Listed Building – Category B
- Official name: Townfoot, Town Hall
- Designated: 17 March 2009
- Reference no.: LB51301

= Stow of Wedale Town Hall =

Municipal building in Stow of Wedale, Scotland

Stow of Wedale Town Hall is a municipal building in Earlston Road, Stow of Wedale, Scottish Borders, Scotland. The structure, which serves as a community events venue, is a Category B listed building.

==History==
The building was commissioned by Captain Alexander Mitchell-Innes, who, in 1839, had inherited a large country estate, which had originally been amassed by a former Deputy Governor of the Royal Bank of Scotland, Gilbert Innes. Mitchell-Innes had plans to develop Stow into a holiday destination for people living in Edinburgh. The foundation stone for the new building was laid with full masonic rites, with Mitchell-Innes presiding as acting grand master, on 21 February 1854. It was designed in the Scottish baronial style, built in rubble masonry with ashlar stone dressings and was completed in 1857.

**Natural-language object grounding data**
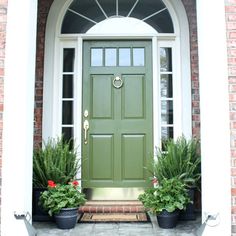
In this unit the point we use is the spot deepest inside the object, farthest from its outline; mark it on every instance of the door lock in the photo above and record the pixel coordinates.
(86, 128)
(86, 113)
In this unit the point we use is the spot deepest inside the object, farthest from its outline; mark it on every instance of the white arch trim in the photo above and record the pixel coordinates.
(181, 27)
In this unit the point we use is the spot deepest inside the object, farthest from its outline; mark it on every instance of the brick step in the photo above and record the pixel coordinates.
(112, 207)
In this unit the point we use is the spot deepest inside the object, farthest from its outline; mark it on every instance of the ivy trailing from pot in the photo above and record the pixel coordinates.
(57, 159)
(62, 201)
(166, 199)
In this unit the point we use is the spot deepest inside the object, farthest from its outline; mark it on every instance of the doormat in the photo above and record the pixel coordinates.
(113, 217)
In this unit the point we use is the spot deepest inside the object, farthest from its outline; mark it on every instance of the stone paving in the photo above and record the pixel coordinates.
(184, 228)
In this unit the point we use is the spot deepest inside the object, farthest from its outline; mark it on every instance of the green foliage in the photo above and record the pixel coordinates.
(56, 160)
(60, 196)
(180, 158)
(169, 195)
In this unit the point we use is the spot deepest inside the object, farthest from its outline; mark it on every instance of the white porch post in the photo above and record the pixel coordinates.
(215, 133)
(18, 115)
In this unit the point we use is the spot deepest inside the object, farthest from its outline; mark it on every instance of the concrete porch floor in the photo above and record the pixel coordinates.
(184, 228)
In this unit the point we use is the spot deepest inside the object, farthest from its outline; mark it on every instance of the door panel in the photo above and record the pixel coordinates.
(101, 152)
(133, 152)
(134, 87)
(119, 115)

**Questions**
1) Answer these questions about the Stow of Wedale Town Hall text:
(a) What is the building's listed building reference number?
(b) Who commissioned the building?
(c) In what year was the building completed?
2) Resume the text on Stow of Wedale Town Hall, picking up after its final sentence.

**Responses in order**
1)
(a) LB51301
(b) Captain Alexander Mitchell-Innes
(c) 1857

2)
The design involved an asymmetrical main frontage of five bays facing Earlston Road. The central section of three bays formed an arcade with three openings on the ground floor, a carved panel depicting the coat of arms of Alexander Mitchell-Innes above the central opening, and three square-shaped windows on the first floor. Above the windows, there was a machicolated parapet, three water spouts shaped to resemble cannons, a central gablet and a fleur-de-lis finial. The left hand bay was curved on the ground floor and corbeled on the first floor with sash windows on both floors and a stepped gable above. The right-hand bay was fenestrated with sash windows on both floors with a stepped gable above: it was flanked by bartizans on both sides although the left-hand bartizan was corbelled out at a lower level than the right-hand one and was octagonal rather than circular in its upper stage. Internally, the principal rooms were the reading room on the left-hand side on the ground floor and the main assembly hall on the first floor.

Mitchell-Innes continued to develop the town and commissioned the Church of St Mary of Wedale in 1876. However, following the collapse of the City of Glasgow Bank in 1878, most of the proposed housing was never built. The town hall continued to serve as a community events venue throughout the 20th century and into the 21st century. The reading room was adapted to form a local history museum and archive, managed by the Gala Water History and Heritage Association, in 2005.